Problem description
Can you continue the article on hepatitis C among pregnant people and their babies, starting right after its final sentence?

Passage to read
----
Hepatitis C diagnoses among pregnant people and their babies escalated over the past decade, according to research published in JAMA Health Forum. Those who are white, American Indian, or Alaska Natives, unmarried people and those with less education were at greatest risk.

“There hasn’t been a strong focus in recent research on hepatitis C rates in pregnant people,” Stephen Patrick, MD, MPH, of Vanderbilt University Medical Center, said in a press release. “We don’t often hear about its implications for pregnant people and their infants. We need to talk about it, detect it and implement a tailored approach to treat pregnant people and infants.”

Over year or decades, chronic hepatitis C virus (HCV) infection can lead to serious complications, including liver fibrosis, cirrhosis and even liver cancer. These outcomes can be especially dangerous for pregnant people and their infants. HCV transmission is linked to injection drug use, and hepatitis C has risen along with the ongoing opioid crisis. Experts recommend HCV screening during every pregnancy. Most people with hepatitis C can be cured with antiviral therapy.

Patrick and colleagues analyzed the various factors linked to hepatitis C among pregnant people and newborns. Across counties in the United States, 39,380,122 pregnant people who gave birth between 2009 and 2019 were included in the analysis. Of this population, 138,343 (0.4%) were diagnosed with HCV.

During the study period, the rate of hepatitis C among pregnant people increased from 1.8 to 5.1 cases per 1,000 live births.

Those at higher risk of contracting HCV were more likely to be white, American Indian or Alaska Natives compared with being Black, did not have a four-year degree, were covered by Medicaid (as opposed to private insurance) and were unmarried. Among these high-risk individuals, living in a county with a higher employment level was linked to a slower rate of increase in HCV diagnoses. Counties with the highest HCV rates among pregnant women and babies tended to be in the Northeast and Appalachia. Factors linked to a lower risk for hepatitis C included a higher employment rate, living in a rural area and having a greater number of obstetricians in the area.
----
Information given
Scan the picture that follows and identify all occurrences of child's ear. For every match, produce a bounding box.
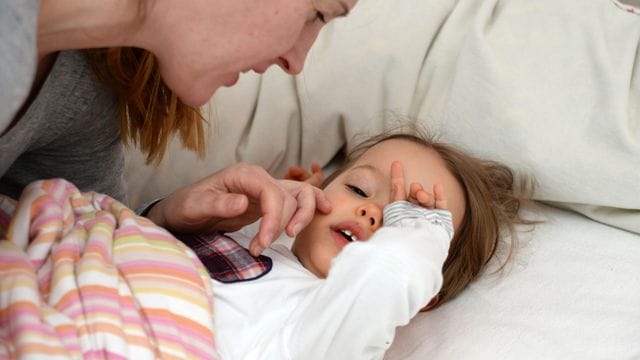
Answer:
[420,294,440,312]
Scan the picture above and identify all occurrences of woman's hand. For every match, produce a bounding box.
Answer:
[390,161,448,210]
[147,164,331,256]
[284,162,324,187]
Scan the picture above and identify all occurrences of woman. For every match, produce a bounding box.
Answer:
[0,0,357,254]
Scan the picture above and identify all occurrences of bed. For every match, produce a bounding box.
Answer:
[126,0,640,359]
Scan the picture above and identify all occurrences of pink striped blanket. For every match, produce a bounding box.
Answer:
[0,180,217,359]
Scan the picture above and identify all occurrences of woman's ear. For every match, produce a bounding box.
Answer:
[420,294,440,312]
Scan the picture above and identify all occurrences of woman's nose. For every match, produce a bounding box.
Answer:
[357,203,382,232]
[278,21,322,75]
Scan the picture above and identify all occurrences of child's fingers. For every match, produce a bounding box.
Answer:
[390,161,407,202]
[433,184,449,210]
[409,183,435,208]
[311,161,322,174]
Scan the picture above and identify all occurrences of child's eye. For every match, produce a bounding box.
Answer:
[347,185,368,197]
[316,11,327,24]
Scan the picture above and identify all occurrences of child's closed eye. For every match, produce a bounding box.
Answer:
[347,185,369,198]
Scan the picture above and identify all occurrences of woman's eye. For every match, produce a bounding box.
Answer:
[316,11,327,24]
[347,185,368,197]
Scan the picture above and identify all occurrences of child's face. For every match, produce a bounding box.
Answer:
[292,139,465,278]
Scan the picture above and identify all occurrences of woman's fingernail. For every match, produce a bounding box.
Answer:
[229,196,242,210]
----
Reply to the task
“Our findings are an important reminder that characteristics of the communities where people live can influence outcomes for pregnant people and babies,” said Patrick. “Particularly for pregnant people at the highest risk, living in communities with more employment opportunities and stronger community connections may mitigate the risk of coming into contact with and developing HCV.”

Besides treating pregnant people for opioid use disorder to lower their risk of contracting HCV, individuals can also be monitored after exposure to facilitate appropriate treatment.

While white pregnant people have a higher prevalence of opioid use disorders and HCV, health disparities still play a significant role in diagnosing and treating HCV among Black people and their babies.

“Black people are less likely to receive evidence-based treatment for opioid use disorder, Black infants are less likely to be tested than white infants for hepatitis C and Black parents whose infants are placed in foster care for substance exposure are less likely to be reunified with their parents,” said Patrick, who also noted that similar disparities likely exist for American Indian and Alaska Native populations, but this has not been adequately studied.

“As systems are developed to address the rising numbers of mothers and babies affected by HCV, it is critical that interventions are applied equitably to address unequal treatment in these systems of care,” he said.